**PROVIDED DATA**
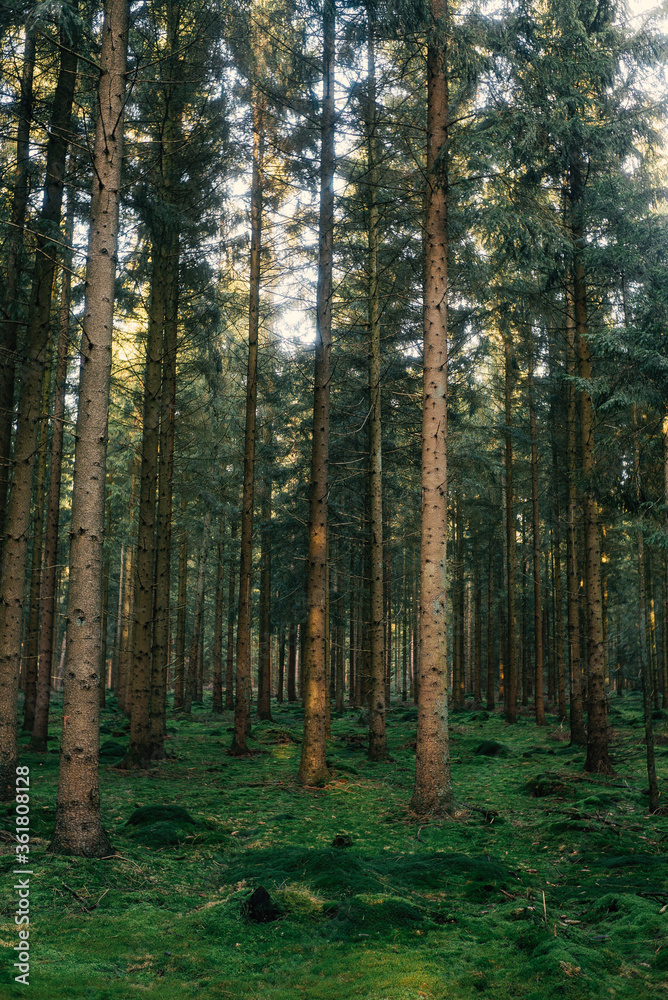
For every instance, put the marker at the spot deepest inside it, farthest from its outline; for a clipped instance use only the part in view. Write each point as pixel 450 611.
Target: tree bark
pixel 38 741
pixel 17 526
pixel 78 826
pixel 510 680
pixel 313 768
pixel 243 672
pixel 578 731
pixel 13 252
pixel 377 737
pixel 432 792
pixel 141 750
pixel 537 587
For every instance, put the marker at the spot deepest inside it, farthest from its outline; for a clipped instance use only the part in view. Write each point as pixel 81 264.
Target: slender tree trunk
pixel 13 252
pixel 578 731
pixel 229 669
pixel 510 684
pixel 243 673
pixel 78 826
pixel 537 587
pixel 490 632
pixel 180 654
pixel 46 638
pixel 191 687
pixel 313 768
pixel 218 632
pixel 264 643
pixel 17 522
pixel 645 665
pixel 141 750
pixel 377 737
pixel 598 758
pixel 292 663
pixel 432 793
pixel 32 636
pixel 163 553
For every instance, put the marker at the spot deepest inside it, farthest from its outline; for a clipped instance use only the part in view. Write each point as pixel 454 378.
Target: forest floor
pixel 553 885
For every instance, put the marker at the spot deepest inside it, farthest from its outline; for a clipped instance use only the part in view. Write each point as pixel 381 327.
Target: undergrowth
pixel 546 881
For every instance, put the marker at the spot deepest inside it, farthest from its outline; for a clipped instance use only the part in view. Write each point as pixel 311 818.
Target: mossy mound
pixel 545 784
pixel 364 915
pixel 159 813
pixel 336 873
pixel 161 834
pixel 490 748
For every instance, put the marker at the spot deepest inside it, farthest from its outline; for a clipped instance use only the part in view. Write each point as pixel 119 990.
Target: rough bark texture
pixel 312 768
pixel 140 752
pixel 13 252
pixel 432 793
pixel 243 671
pixel 645 668
pixel 46 636
pixel 78 826
pixel 597 728
pixel 537 589
pixel 510 680
pixel 17 524
pixel 377 737
pixel 217 706
pixel 191 688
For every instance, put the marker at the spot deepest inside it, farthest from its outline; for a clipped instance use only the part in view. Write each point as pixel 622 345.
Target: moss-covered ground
pixel 547 882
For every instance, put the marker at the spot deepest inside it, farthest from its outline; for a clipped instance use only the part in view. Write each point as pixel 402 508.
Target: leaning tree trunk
pixel 78 825
pixel 17 525
pixel 46 635
pixel 433 787
pixel 377 737
pixel 13 251
pixel 313 768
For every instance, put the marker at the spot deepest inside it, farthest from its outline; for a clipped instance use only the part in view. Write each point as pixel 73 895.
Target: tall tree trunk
pixel 597 728
pixel 36 559
pixel 537 588
pixel 578 731
pixel 160 647
pixel 243 672
pixel 13 252
pixel 180 654
pixel 313 768
pixel 490 632
pixel 46 637
pixel 229 669
pixel 264 631
pixel 645 665
pixel 17 524
pixel 432 793
pixel 217 707
pixel 377 737
pixel 191 687
pixel 510 680
pixel 78 826
pixel 141 750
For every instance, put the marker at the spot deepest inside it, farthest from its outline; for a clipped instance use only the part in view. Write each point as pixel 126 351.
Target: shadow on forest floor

**YOUR INSTRUCTIONS**
Reproduce every line verbatim from the beginning of the items through the line containing "pixel 432 792", including that line, and leave the pictures out of your answer.

**ANSWER TO THIS PROBLEM**
For every instance, put the marker at the spot deepest inside it, farthest from its outline; for a clipped instance use only the part in view. Write each point as pixel 450 611.
Target: tree bark
pixel 38 741
pixel 17 526
pixel 78 826
pixel 510 680
pixel 313 768
pixel 243 672
pixel 578 731
pixel 13 252
pixel 377 737
pixel 432 792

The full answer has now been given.